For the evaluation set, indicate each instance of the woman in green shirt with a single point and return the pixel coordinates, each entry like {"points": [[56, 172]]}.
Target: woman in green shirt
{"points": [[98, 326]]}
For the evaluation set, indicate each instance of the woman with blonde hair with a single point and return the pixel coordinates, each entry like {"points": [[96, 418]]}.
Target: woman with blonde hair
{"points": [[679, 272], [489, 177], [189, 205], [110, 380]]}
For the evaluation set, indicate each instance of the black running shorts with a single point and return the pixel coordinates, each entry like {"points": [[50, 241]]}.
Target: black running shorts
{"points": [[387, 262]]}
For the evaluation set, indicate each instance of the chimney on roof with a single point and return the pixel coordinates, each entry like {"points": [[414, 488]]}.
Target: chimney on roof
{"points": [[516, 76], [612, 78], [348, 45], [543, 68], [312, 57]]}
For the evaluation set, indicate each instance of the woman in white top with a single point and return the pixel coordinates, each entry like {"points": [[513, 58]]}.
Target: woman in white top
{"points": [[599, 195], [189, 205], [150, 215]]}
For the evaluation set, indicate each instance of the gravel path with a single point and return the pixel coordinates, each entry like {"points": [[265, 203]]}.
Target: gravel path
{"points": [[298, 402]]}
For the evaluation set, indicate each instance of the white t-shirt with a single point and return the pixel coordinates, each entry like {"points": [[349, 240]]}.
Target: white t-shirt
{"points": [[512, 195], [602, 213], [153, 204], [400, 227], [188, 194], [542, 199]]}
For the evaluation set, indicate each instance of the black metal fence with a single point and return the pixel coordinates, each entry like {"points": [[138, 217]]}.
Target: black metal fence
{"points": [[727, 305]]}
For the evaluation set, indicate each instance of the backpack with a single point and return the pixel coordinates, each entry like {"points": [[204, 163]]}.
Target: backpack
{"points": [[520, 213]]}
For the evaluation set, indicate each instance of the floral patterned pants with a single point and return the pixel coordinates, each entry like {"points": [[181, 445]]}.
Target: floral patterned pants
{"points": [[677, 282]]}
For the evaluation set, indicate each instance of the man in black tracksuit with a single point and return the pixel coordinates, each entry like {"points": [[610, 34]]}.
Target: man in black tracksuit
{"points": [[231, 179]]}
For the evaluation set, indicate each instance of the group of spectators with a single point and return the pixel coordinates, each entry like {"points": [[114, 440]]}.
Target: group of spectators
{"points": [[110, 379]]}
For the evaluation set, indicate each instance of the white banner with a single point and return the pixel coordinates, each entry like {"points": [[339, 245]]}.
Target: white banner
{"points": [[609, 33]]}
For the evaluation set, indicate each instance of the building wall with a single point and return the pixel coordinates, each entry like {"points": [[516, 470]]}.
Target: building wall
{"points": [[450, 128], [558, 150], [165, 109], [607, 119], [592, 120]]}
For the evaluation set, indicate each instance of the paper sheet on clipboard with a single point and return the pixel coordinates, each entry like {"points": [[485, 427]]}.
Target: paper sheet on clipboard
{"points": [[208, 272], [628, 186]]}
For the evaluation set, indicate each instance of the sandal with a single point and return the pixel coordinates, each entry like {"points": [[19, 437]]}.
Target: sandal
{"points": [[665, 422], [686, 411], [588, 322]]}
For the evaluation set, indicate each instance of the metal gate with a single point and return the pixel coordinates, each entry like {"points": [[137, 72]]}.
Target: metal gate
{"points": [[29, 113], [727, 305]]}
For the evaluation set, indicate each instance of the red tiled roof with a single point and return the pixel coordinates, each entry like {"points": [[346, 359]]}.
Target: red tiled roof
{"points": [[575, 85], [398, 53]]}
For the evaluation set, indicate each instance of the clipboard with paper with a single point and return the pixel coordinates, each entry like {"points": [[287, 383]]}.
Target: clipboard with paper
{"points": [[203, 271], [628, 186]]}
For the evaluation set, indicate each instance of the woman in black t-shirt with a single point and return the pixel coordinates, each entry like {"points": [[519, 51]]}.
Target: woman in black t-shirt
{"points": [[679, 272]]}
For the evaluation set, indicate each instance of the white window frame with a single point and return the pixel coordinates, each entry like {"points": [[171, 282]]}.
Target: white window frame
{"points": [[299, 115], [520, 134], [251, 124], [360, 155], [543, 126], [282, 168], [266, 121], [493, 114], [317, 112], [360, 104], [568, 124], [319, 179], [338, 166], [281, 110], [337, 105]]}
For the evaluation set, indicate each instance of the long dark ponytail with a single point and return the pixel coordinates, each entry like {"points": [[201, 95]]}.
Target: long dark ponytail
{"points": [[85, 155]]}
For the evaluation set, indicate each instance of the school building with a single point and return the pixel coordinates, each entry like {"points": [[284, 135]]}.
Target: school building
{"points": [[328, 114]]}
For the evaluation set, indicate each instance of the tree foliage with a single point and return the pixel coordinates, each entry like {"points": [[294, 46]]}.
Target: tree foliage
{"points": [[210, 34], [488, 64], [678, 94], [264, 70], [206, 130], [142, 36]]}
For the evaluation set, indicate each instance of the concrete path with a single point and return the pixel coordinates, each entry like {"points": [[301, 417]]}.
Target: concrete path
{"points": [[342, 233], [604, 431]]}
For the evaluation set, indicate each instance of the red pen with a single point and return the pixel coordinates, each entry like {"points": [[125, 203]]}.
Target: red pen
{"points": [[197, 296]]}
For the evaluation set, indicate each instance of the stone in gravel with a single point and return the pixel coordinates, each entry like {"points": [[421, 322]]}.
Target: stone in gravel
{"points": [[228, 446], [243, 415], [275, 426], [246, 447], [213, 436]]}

*EXERCISE BRIEF:*
Which lines run from the one containing "For the evaluation set, indicate each instance of the concrete" through the final line of the records, inclusive? Pull them out and reproduce them word for word.

*TASK RESULT:*
For the evaluation set, indicate each instance of the concrete path with a single point and return the pixel coordinates, each entry like {"points": [[301, 417]]}.
Target: concrete path
{"points": [[342, 233], [604, 431]]}
For the evaluation set, indicate each instance of the red pen with a single point and return the pixel coordinates, each entry like {"points": [[125, 203]]}.
Target: red pen
{"points": [[197, 296]]}
For the evaluation set, indicate each instance of the stone in gravel with a single point and return the pixel coordinates, each entry like {"points": [[421, 322]]}.
Target: stone in gravel
{"points": [[228, 446], [243, 415], [275, 426], [246, 447], [213, 436]]}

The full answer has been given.